*ÜBUNGSAUFGABEN:*
A. Schreiben Sie aus dem Ausgangstext den Abschnitt von „Aber Peking macht“ bis „Entwicklungstand westlicher Träger.“ unverändert ab.
B. Geben Sie den Abschnitt der Eingabedaten vom Anfang bis einschließlich der Zeile mit „(1130, 196)“ erneut wieder und tauschen Sie darin „row-crop scouting“ gegen „field survey“ aus, ohne sonst etwas zu ändern.
── AUSGANGSTEXT
Spiegel Online belässt es nicht bei der ominösen Schlagzeile. Peking modernisiere „sein Militär mit atemberaubendem Tempo“ heißt es im Vorspann, verfüge wohl bald schon über Raketen, die „zur tödlichen Gefahr für amerikanische Flugzeugträger werden könnten“.

Untrügliche Anzeichen für die perfide Aufrüstung wurden ausgemacht – China „gibt sich keine Mühe mehr, seine ambitionierten Waffenprogramme zu verbergen“. Historisch fanden bislang die Ideologen des Kalten Krieges nur ein noch untrüglichereres Indiz für friedensgefährdende Aufrüstung – die strikte Geheimhaltung von allem was sich im und ums Militär herum ereignet. Das jedenfalls wurde jahrzehntelang den roten Sowjet-Zaren vorgehalten.

Aber Peking macht es uns heute ja – zum Glück – leichter: Es lässt sich in die Karten schauen. Und was sieht Spiegel-Online dort: „erste Testflüge eines Stealth-Kampfjets“ etwa oder einen Flugzeugträger, der – welche Frechheit – „mitten im Hafen von Dalian einsatzbereit“ gemacht werde und schon in den „nächsten Tagen oder Wochen zu seiner Jungfernfahrt aufbrechen“ könnte.

Eine wahrhaft bedrohliche Entwicklung erproben die Chinesen doch jetzt schon eine Tarnkappen-Technik, die in den USA gerade erst – nämlich vor drei Jahrzehnten – in Dienst gestellt worden ist. Und dann dümpelt da noch ein Flugzeugträger, übrigens ein Uralt-Rohbau aus dem Sowjet-Nachlass, mit dem Moskau nichts mehr anzufangen wusste. Nach Größe und technischer Ausstattung liegt er Generationen hinter dem Entwicklungstand westlicher Träger.
────
── EINGABEDATEN
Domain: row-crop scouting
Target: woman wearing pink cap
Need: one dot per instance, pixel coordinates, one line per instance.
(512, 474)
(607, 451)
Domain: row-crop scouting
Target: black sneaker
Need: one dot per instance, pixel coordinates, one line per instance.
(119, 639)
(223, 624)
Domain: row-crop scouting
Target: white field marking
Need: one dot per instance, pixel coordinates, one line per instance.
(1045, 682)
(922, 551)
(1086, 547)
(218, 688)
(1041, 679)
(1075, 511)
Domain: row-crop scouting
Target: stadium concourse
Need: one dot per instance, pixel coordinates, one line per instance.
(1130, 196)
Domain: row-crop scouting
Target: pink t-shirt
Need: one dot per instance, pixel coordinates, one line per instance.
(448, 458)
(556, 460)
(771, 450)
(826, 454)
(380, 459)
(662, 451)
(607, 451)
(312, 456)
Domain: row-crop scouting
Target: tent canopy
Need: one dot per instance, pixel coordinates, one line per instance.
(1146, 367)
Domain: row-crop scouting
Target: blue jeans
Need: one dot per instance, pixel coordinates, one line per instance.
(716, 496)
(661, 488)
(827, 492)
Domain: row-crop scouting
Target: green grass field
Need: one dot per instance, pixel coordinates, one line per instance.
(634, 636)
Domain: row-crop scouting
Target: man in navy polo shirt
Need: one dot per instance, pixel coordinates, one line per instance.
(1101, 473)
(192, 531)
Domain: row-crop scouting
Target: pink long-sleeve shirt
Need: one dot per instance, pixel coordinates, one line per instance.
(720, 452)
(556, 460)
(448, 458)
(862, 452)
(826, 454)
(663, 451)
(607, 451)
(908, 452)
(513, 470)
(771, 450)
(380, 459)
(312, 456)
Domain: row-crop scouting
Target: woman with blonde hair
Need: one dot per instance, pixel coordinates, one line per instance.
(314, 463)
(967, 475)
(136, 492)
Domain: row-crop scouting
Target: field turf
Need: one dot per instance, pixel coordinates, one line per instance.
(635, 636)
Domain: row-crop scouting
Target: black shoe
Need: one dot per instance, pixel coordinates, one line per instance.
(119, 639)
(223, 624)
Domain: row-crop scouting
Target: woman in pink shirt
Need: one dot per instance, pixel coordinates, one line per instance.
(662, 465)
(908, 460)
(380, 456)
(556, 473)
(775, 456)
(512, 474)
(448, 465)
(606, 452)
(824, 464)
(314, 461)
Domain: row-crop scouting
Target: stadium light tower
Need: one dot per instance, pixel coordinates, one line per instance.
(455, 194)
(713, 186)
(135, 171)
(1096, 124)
────
*LÖSUNGEN:*
A.
Aber Peking macht es uns heute ja – zum Glück – leichter: Es lässt sich in die Karten schauen. Und was sieht Spiegel-Online dort: „erste Testflüge eines Stealth-Kampfjets“ etwa oder einen Flugzeugträger, der – welche Frechheit – „mitten im Hafen von Dalian einsatzbereit“ gemacht werde und schon in den „nächsten Tagen oder Wochen zu seiner Jungfernfahrt aufbrechen“ könnte.

Eine wahrhaft bedrohliche Entwicklung erproben die Chinesen doch jetzt schon eine Tarnkappen-Technik, die in den USA gerade erst – nämlich vor drei Jahrzehnten – in Dienst gestellt worden ist. Und dann dümpelt da noch ein Flugzeugträger, übrigens ein Uralt-Rohbau aus dem Sowjet-Nachlass, mit dem Moskau nichts mehr anzufangen wusste. Nach Größe und technischer Ausstattung liegt er Generationen hinter dem Entwicklungstand westlicher Träger.

B.
Domain: field survey
Target: woman wearing pink cap
Need: one dot per instance, pixel coordinates, one line per instance.
(512, 474)
(607, 451)
Domain: field survey
Target: black sneaker
Need: one dot per instance, pixel coordinates, one line per instance.
(119, 639)
(223, 624)
Domain: field survey
Target: white field marking
Need: one dot per instance, pixel coordinates, one line per instance.
(1045, 682)
(922, 551)
(1086, 547)
(218, 688)
(1041, 679)
(1075, 511)
Domain: field survey
Target: stadium concourse
Need: one dot per instance, pixel coordinates, one line per instance.
(1130, 196)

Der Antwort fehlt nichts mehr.